### Text passage
------------------------------

Famakan Magassa (b. 1997, Mali) is the winner of the second edition of the Norval Sovereign African Art Prize for his work ‘La ballade noctambule’ (2022). The award was announced in Cape Town at the Norval Foundation exhibition opening of competing contemporary artworks by 30 finalists selected from 326 entries from 15 African countries.
The Grand Prize includes R500 000, the offer of a solo show at the Norval Foundation, and a trophy miniature of the artwork ‘Athena’ by Nasser Athena, whose bronze original is at the London City Airport approach. Magassa could not accept the award in person but delivered a prerecorded acceptance speech in French, expressing his delight.
The programme notes elaborate: “A female kôredugaw carts her inebriated partner off in a wheelbarrow. The woman’s desperate gaze into a dark, starless sky suggests an overall anguish, while her single stiletto, the cart’s misshapen wheel, and the drunkard’s lolling tongue humorously lighten the mood. It is Magassa’s skill for drawing humour and pathos from quotidian yet existential contradictions that sets his work apart. Reality will always be present in the allegory, poetry will sometimes adorn the discourse, and joyful irreverence will be an integral part of the message.”

------------------------------

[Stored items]

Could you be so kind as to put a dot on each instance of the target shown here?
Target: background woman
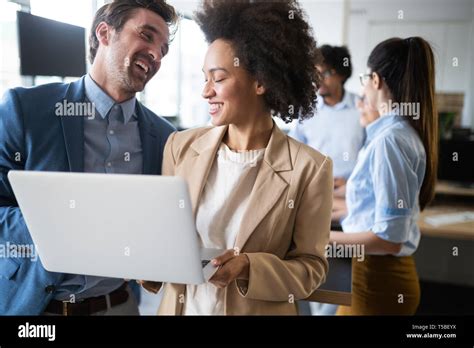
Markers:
(394, 178)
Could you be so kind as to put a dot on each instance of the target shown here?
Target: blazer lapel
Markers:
(205, 149)
(73, 128)
(150, 144)
(268, 187)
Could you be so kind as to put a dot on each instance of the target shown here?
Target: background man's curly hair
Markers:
(275, 44)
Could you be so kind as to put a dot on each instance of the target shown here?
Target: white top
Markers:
(334, 131)
(221, 208)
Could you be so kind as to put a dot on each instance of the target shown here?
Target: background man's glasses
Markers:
(364, 78)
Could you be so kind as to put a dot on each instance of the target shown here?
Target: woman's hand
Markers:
(339, 209)
(232, 266)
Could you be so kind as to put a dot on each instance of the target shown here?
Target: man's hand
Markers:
(232, 266)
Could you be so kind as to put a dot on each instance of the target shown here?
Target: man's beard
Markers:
(131, 82)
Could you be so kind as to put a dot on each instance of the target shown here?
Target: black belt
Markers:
(89, 305)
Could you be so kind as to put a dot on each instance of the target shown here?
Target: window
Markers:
(9, 61)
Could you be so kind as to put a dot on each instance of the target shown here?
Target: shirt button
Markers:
(50, 289)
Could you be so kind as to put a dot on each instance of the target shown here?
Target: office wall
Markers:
(448, 25)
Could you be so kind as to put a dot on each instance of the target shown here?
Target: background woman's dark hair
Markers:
(118, 12)
(339, 59)
(274, 43)
(408, 68)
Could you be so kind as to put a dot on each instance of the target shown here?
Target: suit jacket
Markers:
(32, 137)
(284, 230)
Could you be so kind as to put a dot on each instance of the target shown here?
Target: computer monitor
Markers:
(50, 48)
(456, 161)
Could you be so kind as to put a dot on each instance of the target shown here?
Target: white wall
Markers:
(448, 25)
(360, 24)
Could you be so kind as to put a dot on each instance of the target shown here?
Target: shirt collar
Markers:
(344, 103)
(382, 123)
(104, 103)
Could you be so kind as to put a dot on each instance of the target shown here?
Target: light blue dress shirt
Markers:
(334, 131)
(382, 192)
(112, 144)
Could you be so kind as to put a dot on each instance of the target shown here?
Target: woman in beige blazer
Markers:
(272, 213)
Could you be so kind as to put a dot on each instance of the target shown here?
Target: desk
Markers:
(453, 231)
(434, 258)
(449, 199)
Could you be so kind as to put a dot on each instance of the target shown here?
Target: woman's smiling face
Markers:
(233, 94)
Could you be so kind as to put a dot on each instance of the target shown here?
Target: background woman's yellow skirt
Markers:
(383, 285)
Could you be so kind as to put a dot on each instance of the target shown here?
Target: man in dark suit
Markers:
(92, 125)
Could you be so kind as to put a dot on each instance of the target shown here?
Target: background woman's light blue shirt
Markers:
(382, 192)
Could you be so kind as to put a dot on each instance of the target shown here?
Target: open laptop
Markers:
(120, 226)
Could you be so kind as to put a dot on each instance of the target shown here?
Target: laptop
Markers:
(119, 226)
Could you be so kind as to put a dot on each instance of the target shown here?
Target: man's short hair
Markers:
(339, 59)
(118, 12)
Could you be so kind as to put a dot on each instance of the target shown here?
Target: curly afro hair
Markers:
(275, 44)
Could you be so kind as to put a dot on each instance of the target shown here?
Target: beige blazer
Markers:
(284, 230)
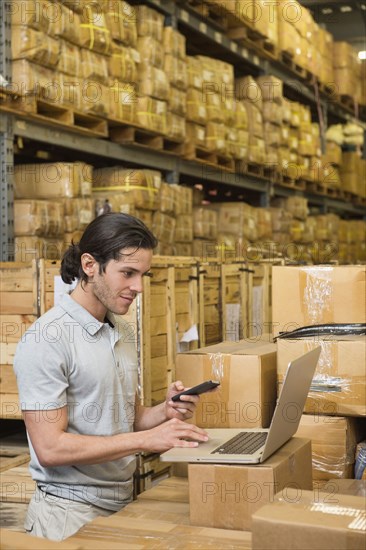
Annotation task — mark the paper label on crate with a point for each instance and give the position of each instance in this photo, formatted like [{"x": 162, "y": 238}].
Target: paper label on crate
[
  {"x": 61, "y": 288},
  {"x": 197, "y": 81},
  {"x": 190, "y": 335},
  {"x": 85, "y": 216},
  {"x": 135, "y": 55},
  {"x": 257, "y": 306},
  {"x": 232, "y": 322},
  {"x": 86, "y": 188},
  {"x": 201, "y": 134}
]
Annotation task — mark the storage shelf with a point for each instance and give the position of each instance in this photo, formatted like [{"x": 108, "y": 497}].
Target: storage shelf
[
  {"x": 165, "y": 162},
  {"x": 202, "y": 33}
]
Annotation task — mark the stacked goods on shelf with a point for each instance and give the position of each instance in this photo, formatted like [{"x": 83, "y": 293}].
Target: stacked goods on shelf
[
  {"x": 265, "y": 21},
  {"x": 325, "y": 246},
  {"x": 352, "y": 246},
  {"x": 299, "y": 231},
  {"x": 336, "y": 400},
  {"x": 281, "y": 221},
  {"x": 124, "y": 59},
  {"x": 237, "y": 228},
  {"x": 296, "y": 29},
  {"x": 163, "y": 220},
  {"x": 289, "y": 40},
  {"x": 218, "y": 82},
  {"x": 210, "y": 109},
  {"x": 19, "y": 309},
  {"x": 272, "y": 113},
  {"x": 347, "y": 71},
  {"x": 196, "y": 114},
  {"x": 353, "y": 173},
  {"x": 121, "y": 189},
  {"x": 52, "y": 206},
  {"x": 153, "y": 82},
  {"x": 324, "y": 46},
  {"x": 183, "y": 235},
  {"x": 249, "y": 93},
  {"x": 175, "y": 66},
  {"x": 362, "y": 98},
  {"x": 204, "y": 229},
  {"x": 308, "y": 141}
]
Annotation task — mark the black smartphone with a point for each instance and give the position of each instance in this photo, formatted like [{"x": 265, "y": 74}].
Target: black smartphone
[{"x": 196, "y": 390}]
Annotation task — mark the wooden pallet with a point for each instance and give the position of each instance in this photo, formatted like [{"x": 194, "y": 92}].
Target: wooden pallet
[
  {"x": 320, "y": 189},
  {"x": 58, "y": 115},
  {"x": 127, "y": 134},
  {"x": 210, "y": 158},
  {"x": 6, "y": 96},
  {"x": 213, "y": 13},
  {"x": 247, "y": 36},
  {"x": 249, "y": 168},
  {"x": 359, "y": 201},
  {"x": 287, "y": 60},
  {"x": 348, "y": 102},
  {"x": 329, "y": 89},
  {"x": 291, "y": 183}
]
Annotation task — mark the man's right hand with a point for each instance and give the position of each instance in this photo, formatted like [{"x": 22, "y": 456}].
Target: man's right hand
[{"x": 173, "y": 433}]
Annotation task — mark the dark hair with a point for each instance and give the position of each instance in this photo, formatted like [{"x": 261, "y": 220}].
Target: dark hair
[{"x": 104, "y": 238}]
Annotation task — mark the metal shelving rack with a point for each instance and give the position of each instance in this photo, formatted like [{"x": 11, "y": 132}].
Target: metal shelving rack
[
  {"x": 175, "y": 169},
  {"x": 6, "y": 143}
]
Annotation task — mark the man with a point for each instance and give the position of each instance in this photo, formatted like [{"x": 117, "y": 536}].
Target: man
[{"x": 76, "y": 370}]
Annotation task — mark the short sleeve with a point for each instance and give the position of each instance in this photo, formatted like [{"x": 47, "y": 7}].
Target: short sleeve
[{"x": 42, "y": 374}]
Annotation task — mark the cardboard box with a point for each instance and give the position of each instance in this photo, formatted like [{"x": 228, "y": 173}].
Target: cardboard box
[
  {"x": 339, "y": 384},
  {"x": 310, "y": 520},
  {"x": 333, "y": 444},
  {"x": 312, "y": 295},
  {"x": 226, "y": 495},
  {"x": 247, "y": 394}
]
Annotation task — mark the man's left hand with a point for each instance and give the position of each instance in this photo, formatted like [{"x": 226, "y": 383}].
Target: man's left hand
[{"x": 182, "y": 409}]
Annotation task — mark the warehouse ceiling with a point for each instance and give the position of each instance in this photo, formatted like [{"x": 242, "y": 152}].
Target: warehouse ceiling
[{"x": 345, "y": 20}]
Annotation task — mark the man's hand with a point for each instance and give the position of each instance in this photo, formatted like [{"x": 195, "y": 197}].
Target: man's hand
[
  {"x": 173, "y": 433},
  {"x": 182, "y": 409}
]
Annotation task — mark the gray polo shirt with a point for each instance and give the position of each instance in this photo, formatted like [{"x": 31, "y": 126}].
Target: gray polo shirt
[{"x": 70, "y": 358}]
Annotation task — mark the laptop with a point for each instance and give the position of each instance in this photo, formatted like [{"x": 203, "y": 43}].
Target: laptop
[{"x": 252, "y": 446}]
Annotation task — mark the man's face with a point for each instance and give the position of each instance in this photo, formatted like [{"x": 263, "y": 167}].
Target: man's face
[{"x": 119, "y": 285}]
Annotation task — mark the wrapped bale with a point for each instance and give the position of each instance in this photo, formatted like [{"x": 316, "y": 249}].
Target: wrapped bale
[{"x": 141, "y": 185}]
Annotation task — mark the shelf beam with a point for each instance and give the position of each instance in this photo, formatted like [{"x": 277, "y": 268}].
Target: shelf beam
[
  {"x": 6, "y": 144},
  {"x": 171, "y": 165}
]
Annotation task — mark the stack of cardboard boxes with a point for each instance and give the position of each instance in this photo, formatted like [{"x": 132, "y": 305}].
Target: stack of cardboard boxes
[
  {"x": 52, "y": 206},
  {"x": 325, "y": 295}
]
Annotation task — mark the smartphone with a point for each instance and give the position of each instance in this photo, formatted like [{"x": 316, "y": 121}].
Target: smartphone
[{"x": 196, "y": 390}]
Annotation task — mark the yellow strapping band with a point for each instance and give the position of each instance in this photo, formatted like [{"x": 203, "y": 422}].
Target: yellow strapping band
[{"x": 127, "y": 188}]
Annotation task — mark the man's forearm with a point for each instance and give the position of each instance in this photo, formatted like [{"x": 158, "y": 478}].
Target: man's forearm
[{"x": 149, "y": 417}]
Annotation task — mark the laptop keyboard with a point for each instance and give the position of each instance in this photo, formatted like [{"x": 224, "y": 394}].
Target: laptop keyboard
[{"x": 243, "y": 443}]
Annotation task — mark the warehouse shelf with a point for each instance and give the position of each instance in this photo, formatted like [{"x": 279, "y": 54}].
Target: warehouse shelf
[{"x": 175, "y": 169}]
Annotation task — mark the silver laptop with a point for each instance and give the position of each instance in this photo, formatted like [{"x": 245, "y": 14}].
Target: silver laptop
[{"x": 251, "y": 446}]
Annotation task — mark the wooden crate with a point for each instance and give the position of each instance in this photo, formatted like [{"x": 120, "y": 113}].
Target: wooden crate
[
  {"x": 18, "y": 289},
  {"x": 48, "y": 270},
  {"x": 260, "y": 302},
  {"x": 234, "y": 299},
  {"x": 19, "y": 308},
  {"x": 171, "y": 293},
  {"x": 210, "y": 303}
]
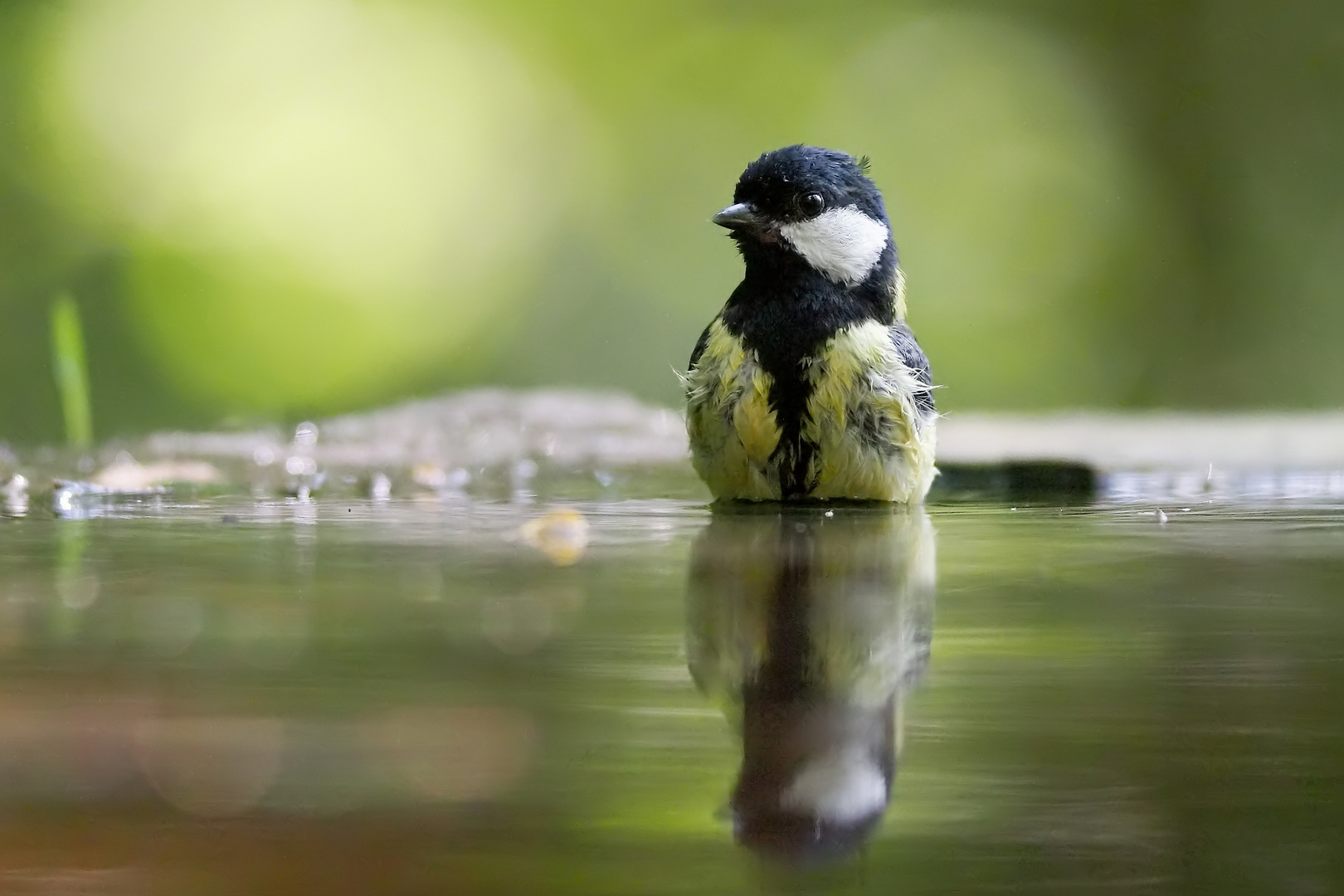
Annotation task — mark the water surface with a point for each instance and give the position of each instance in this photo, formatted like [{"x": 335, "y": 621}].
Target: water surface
[{"x": 238, "y": 696}]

------------------------------

### To do
1. Update the prize announcement from "The Grand Prize" to "expressing his delight.", replacing "solo show" with "solo exhibition".
2. Decide whether each statement agrees with the prize announcement, answering yes or no and quoting the deciding words: (a) The finalists were chosen from 326 entries. (b) Magassa accepted the award in person. (c) The bronze original of 'Athena' stands at the Norval Foundation.

### Answers provided
1.
The Grand Prize includes R500 000, the offer of a solo exhibition at the Norval Foundation, and a trophy miniature of the artwork ‘Athena’ by Nasser Athena, whose bronze original is at the London City Airport approach. Magassa could not accept the award in person but delivered a prerecorded acceptance speech in French, expressing his delight.

2.
(a) Yes: "30 finalists selected from 326 entries from 15 African countries"
(b) No: "Magassa could not accept the award in person"
(c) No: "whose bronze original is at the London City Airport approach"